- **SELECTED TEXT**:

Start

The Contentious Origins Of The Niçoise Salad

Nice, a French city situated along the country's Mediterranean coast, is just as renowned for its cuisine as for its views and nice weather. Due to Nice's proximity to Italy, the town itself has a contentious history — Nice didn't officially become French until it was formally ceded to France in 1860. Having gone back and forth between French and Italian control in previous centuries, the city is a cultural cross-section with cuisine that reflects the influence of both countries. 

The fusion aspect of Niçoise cuisine is reflected through the Mediterranean produce that comprises many of the city's traditional dishes. This has allowed the place to transcend both French and Italian cuisine to develop a gastronomy that is entirely its own. As the home of iconic dishes like socca and ratatouille, Nice cuisine now has a reputation around the world. However, none of these local recipes have become quite as ubiquitous as the salade Niçoise.

End

- **WRITTEN REQUEST A**: Using the text on the origins of the Niçoise salad, decide whether each statement agrees with it: (i) Nice officially became French only when it was ceded to France in 1860; (ii) Nice sits on France's Atlantic coast; (iii) socca has become more widespread than the salade Niçoise. For each, answer yes or no and quote the words that settle it.

Named-object pointing records:
Start

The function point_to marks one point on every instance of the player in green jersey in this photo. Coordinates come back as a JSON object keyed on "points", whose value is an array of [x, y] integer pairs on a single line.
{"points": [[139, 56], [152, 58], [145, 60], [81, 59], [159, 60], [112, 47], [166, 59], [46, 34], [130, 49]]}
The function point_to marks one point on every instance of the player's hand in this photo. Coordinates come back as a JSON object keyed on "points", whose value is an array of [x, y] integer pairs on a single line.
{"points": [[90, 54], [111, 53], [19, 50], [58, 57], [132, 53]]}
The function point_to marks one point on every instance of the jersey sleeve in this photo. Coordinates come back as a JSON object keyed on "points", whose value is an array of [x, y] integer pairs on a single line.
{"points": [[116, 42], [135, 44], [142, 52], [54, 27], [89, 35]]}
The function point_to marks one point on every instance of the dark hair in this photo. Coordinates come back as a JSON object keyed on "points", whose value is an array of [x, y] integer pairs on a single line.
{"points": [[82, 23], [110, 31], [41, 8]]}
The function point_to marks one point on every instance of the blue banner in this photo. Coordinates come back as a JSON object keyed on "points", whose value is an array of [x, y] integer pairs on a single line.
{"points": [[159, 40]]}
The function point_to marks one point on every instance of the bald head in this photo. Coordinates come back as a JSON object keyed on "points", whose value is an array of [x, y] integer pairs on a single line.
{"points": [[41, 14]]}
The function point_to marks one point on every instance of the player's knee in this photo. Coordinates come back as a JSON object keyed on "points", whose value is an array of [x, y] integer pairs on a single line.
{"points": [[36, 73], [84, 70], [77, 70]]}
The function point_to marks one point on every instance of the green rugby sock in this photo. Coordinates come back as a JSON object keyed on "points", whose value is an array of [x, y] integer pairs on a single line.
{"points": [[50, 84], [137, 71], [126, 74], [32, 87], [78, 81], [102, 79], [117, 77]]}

End

- **WRITTEN REQUEST B**: Rewrite the records as a numbered list, starting at the line containing "the player's knee" and going through the end of the records, with blank lines omitted.

- **WORKED SOLUTION A**:
(i) Yes: "Nice didn't officially become French until it was formally ceded to France in 1860."
(ii) No: "situated along the country's Mediterranean coast."
(iii) No: "none of these local recipes have become quite as ubiquitous as the salade Niçoise."

- **WORKED SOLUTION B**:
1. The function point_to marks one point on every instance of the player's knee in this photo. Coordinates come back as a JSON object keyed on "points", whose value is an array of [x, y] integer pairs on a single line.
2. {"points": [[36, 73], [84, 70], [77, 70]]}
3. The function point_to marks one point on every instance of the green rugby sock in this photo. Coordinates come back as a JSON object keyed on "points", whose value is an array of [x, y] integer pairs on a single line.
4. {"points": [[50, 84], [137, 71], [126, 74], [32, 87], [78, 81], [102, 79], [117, 77]]}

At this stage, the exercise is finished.